### [Activity]
Below are entries. Copy exactly the lines running from the line that holds "TARGET: sky" to the line that holds "TARGET: blue water", with both ends included.

——

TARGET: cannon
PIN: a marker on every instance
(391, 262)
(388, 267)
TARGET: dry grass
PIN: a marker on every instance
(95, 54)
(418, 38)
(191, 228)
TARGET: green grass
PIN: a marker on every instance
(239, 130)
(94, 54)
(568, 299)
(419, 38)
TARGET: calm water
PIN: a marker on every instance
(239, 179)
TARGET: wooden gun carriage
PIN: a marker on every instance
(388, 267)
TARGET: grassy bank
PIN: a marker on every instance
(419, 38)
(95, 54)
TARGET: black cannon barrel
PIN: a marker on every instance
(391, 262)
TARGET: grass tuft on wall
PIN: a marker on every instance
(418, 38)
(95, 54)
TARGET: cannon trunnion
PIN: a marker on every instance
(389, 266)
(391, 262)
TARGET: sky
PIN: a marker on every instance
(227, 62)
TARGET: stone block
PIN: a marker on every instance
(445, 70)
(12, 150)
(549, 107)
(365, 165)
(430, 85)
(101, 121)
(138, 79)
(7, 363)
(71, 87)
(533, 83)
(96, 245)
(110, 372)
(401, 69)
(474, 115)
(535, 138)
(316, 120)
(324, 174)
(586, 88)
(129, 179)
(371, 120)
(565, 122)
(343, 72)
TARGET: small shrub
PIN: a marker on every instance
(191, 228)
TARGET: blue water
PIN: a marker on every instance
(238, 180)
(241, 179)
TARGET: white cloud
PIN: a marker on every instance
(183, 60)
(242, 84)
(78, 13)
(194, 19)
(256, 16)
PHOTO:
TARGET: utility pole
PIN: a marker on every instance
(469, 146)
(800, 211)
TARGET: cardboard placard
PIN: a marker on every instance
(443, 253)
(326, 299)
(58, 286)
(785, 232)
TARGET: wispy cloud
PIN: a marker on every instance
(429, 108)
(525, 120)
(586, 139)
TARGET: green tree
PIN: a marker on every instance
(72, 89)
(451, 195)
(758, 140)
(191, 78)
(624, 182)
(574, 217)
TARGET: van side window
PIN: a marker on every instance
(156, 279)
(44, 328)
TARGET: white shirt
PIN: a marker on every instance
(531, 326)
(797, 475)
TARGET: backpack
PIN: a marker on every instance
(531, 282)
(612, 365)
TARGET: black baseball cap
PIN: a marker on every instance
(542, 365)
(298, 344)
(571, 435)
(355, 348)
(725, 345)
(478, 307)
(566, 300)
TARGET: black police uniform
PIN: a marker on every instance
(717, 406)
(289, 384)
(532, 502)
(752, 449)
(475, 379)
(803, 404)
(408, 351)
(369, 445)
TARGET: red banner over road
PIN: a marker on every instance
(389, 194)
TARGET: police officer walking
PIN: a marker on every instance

——

### [Response to this task]
TARGET: sky
PIN: a marker on every instance
(227, 62)
TARGET: stone block
PIN: a marker on every instance
(445, 70)
(12, 150)
(549, 107)
(365, 165)
(430, 85)
(101, 121)
(138, 79)
(7, 363)
(71, 87)
(533, 83)
(96, 245)
(110, 372)
(401, 69)
(474, 115)
(535, 138)
(316, 120)
(324, 174)
(586, 88)
(129, 179)
(371, 120)
(565, 122)
(343, 72)
TARGET: small shrub
PIN: a marker on every instance
(191, 228)
TARGET: blue water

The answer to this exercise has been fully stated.